• Stored data:
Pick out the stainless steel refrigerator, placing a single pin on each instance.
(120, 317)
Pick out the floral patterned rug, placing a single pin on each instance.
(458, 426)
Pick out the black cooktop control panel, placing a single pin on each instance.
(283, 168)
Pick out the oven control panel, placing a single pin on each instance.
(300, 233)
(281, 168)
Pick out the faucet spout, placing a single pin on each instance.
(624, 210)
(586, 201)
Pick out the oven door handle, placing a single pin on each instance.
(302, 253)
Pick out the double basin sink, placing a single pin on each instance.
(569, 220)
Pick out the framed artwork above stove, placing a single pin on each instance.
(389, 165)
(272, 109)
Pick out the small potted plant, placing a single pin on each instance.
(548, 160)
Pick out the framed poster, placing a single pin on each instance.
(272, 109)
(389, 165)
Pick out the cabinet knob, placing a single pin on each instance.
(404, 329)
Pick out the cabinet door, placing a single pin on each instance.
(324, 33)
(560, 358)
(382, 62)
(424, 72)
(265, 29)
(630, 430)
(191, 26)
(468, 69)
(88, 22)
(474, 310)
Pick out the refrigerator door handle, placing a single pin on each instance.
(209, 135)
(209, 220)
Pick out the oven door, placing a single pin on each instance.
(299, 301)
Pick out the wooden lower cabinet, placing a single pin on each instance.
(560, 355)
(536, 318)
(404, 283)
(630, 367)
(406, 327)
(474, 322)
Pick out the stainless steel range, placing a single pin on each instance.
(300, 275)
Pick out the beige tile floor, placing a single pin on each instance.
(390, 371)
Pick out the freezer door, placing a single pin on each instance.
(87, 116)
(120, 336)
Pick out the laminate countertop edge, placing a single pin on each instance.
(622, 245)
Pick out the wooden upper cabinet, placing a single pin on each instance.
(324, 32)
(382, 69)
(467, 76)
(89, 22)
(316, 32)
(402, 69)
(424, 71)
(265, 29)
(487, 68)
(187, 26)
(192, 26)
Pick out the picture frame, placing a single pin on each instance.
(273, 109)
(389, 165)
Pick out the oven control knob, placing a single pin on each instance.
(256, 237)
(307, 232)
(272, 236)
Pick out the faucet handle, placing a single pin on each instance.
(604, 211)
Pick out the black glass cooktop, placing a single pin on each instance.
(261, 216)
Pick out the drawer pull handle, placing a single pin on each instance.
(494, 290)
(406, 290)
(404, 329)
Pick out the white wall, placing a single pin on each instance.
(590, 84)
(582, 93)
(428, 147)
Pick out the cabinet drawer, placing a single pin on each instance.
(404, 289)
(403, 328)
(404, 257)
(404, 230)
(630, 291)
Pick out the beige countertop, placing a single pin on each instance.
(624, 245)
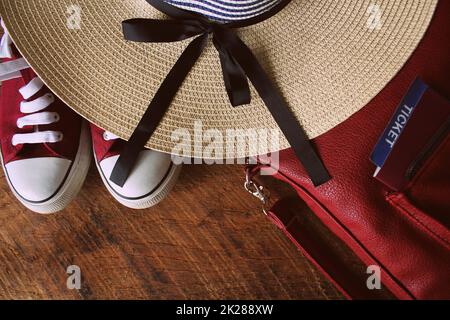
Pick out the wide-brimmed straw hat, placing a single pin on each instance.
(326, 58)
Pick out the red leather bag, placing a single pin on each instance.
(405, 233)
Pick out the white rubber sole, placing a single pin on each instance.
(154, 198)
(72, 184)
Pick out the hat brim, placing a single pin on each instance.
(328, 58)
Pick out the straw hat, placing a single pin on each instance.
(328, 58)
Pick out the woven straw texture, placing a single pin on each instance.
(329, 58)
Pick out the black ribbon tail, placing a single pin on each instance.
(157, 109)
(236, 82)
(277, 106)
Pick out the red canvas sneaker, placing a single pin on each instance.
(151, 179)
(45, 146)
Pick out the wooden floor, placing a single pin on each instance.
(207, 240)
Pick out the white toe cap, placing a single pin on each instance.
(37, 179)
(149, 172)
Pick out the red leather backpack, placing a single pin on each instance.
(405, 233)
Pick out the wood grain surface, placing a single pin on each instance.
(207, 240)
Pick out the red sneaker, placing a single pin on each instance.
(45, 146)
(151, 179)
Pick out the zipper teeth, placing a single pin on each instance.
(429, 148)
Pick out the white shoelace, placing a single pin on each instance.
(34, 110)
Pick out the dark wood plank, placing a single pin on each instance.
(207, 240)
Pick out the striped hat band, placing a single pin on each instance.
(226, 10)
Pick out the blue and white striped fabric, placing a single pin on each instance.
(226, 10)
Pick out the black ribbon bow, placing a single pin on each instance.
(238, 63)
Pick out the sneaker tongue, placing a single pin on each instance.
(6, 44)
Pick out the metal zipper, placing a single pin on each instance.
(437, 138)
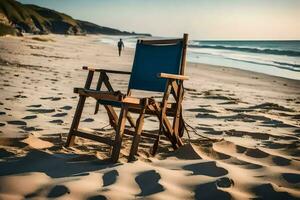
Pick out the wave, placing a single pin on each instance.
(251, 50)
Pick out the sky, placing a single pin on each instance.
(202, 19)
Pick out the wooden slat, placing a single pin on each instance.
(105, 70)
(119, 134)
(172, 76)
(143, 134)
(109, 96)
(75, 122)
(94, 137)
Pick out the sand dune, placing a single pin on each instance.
(253, 119)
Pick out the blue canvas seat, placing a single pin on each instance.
(158, 66)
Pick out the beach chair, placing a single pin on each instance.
(158, 67)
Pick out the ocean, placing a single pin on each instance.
(277, 58)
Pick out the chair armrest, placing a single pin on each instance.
(172, 76)
(105, 70)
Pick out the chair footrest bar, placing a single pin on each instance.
(143, 134)
(94, 137)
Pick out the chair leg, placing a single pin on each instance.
(74, 126)
(137, 135)
(75, 122)
(119, 134)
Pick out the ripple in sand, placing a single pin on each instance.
(51, 98)
(280, 161)
(291, 177)
(97, 197)
(224, 182)
(4, 153)
(256, 153)
(30, 117)
(30, 128)
(35, 106)
(267, 191)
(206, 168)
(110, 177)
(17, 122)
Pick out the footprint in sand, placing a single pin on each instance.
(30, 117)
(224, 182)
(88, 120)
(17, 122)
(66, 107)
(57, 121)
(58, 190)
(35, 106)
(59, 115)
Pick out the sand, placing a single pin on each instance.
(253, 117)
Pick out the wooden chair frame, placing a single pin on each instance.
(142, 106)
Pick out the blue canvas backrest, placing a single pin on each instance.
(152, 59)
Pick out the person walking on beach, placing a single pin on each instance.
(120, 46)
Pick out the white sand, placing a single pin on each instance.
(256, 115)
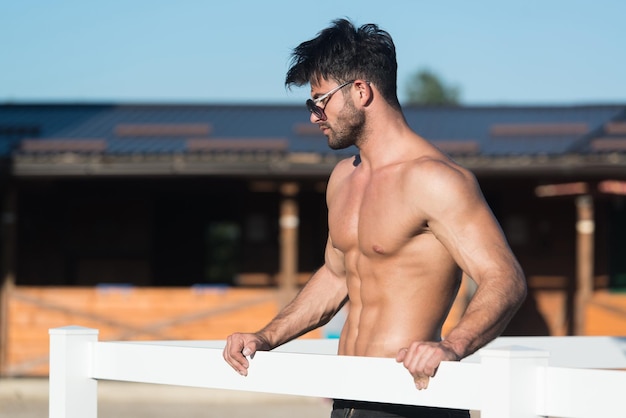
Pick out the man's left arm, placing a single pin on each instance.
(461, 220)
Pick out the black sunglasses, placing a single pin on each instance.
(312, 104)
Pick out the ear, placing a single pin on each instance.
(365, 92)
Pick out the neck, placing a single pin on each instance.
(386, 138)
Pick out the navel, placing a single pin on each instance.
(378, 249)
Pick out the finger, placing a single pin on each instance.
(401, 354)
(234, 357)
(421, 383)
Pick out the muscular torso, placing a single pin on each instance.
(401, 280)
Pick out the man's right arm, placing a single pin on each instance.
(318, 301)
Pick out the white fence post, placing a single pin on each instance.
(73, 393)
(510, 381)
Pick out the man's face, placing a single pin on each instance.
(343, 122)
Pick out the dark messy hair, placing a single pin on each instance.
(342, 53)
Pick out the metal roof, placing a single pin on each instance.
(213, 139)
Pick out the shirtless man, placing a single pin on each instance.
(404, 222)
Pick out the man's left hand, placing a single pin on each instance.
(422, 359)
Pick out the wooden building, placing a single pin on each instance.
(192, 221)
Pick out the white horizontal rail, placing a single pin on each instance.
(326, 376)
(504, 381)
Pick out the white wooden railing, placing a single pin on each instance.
(513, 377)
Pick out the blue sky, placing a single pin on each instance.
(136, 51)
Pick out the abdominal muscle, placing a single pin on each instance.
(391, 304)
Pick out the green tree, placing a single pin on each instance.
(426, 88)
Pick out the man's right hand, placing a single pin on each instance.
(239, 346)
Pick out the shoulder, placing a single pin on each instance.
(436, 173)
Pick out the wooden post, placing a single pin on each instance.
(585, 228)
(289, 221)
(8, 271)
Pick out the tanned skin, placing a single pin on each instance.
(404, 222)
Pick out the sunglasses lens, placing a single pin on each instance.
(315, 109)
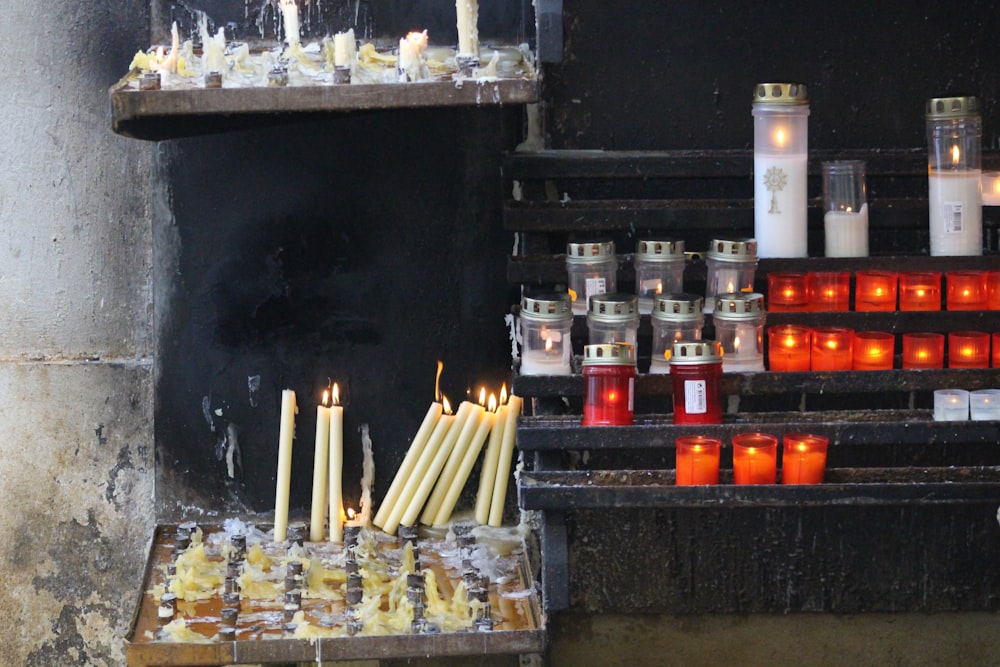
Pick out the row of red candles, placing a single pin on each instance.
(878, 291)
(792, 347)
(755, 459)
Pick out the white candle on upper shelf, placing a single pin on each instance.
(286, 434)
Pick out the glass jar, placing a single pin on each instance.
(592, 268)
(608, 384)
(954, 175)
(780, 152)
(675, 317)
(546, 346)
(731, 267)
(739, 328)
(613, 318)
(696, 378)
(659, 269)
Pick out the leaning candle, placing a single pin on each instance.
(320, 463)
(506, 457)
(285, 435)
(336, 494)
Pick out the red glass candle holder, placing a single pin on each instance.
(968, 349)
(697, 460)
(832, 349)
(608, 384)
(787, 292)
(829, 290)
(873, 350)
(755, 458)
(875, 290)
(923, 350)
(803, 458)
(965, 290)
(920, 290)
(788, 347)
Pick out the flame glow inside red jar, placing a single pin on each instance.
(609, 384)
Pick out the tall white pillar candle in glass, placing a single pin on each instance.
(954, 171)
(780, 156)
(845, 209)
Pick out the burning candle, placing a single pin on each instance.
(951, 405)
(968, 349)
(923, 350)
(697, 460)
(873, 350)
(920, 290)
(286, 434)
(755, 458)
(829, 290)
(321, 459)
(832, 349)
(966, 290)
(875, 291)
(803, 459)
(787, 292)
(336, 480)
(789, 347)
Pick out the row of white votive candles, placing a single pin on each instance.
(960, 404)
(878, 290)
(792, 347)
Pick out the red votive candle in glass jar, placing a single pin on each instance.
(803, 458)
(920, 290)
(788, 347)
(923, 350)
(832, 349)
(829, 290)
(755, 458)
(786, 292)
(697, 460)
(609, 384)
(873, 350)
(968, 349)
(965, 290)
(875, 291)
(696, 377)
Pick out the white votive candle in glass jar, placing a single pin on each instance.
(546, 346)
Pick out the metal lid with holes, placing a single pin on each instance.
(733, 250)
(609, 354)
(659, 250)
(696, 352)
(677, 307)
(738, 305)
(951, 107)
(552, 307)
(590, 251)
(780, 93)
(613, 307)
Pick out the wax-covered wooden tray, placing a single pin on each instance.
(469, 595)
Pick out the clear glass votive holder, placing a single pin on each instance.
(920, 290)
(873, 350)
(829, 290)
(697, 460)
(923, 350)
(786, 292)
(965, 290)
(803, 458)
(968, 349)
(984, 405)
(875, 291)
(832, 349)
(951, 405)
(788, 347)
(755, 458)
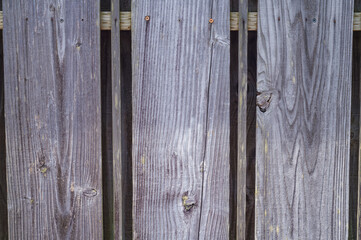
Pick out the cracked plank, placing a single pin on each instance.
(53, 122)
(303, 119)
(181, 119)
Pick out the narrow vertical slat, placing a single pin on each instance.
(355, 216)
(117, 121)
(180, 119)
(303, 119)
(355, 131)
(53, 119)
(3, 192)
(126, 105)
(242, 119)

• Instruction:
In the records above, find the line with "Pick out the metal lid" and copy from it through the last line exactly, without the pictures.

• Answer below:
Pick out the metal lid with holes, placing a single pin on each instance.
(733, 250)
(609, 354)
(659, 250)
(696, 352)
(677, 307)
(738, 305)
(951, 107)
(552, 307)
(590, 251)
(780, 93)
(613, 307)
Pick out the wax-covered wooden tray, placing a single pin on each instance.
(469, 595)
Pick out the clear glass votive holder, placing a single pin on each instance.
(920, 290)
(873, 350)
(829, 290)
(697, 460)
(923, 350)
(786, 292)
(965, 290)
(803, 458)
(968, 349)
(984, 405)
(875, 291)
(832, 349)
(951, 405)
(788, 347)
(755, 458)
Pick out the cracked plank, placing a single pin on each instance.
(53, 122)
(303, 119)
(181, 119)
Pick out the narrow vertical slat, placing a single pin on each instance.
(355, 216)
(117, 121)
(180, 119)
(303, 119)
(355, 131)
(53, 119)
(3, 192)
(126, 105)
(242, 119)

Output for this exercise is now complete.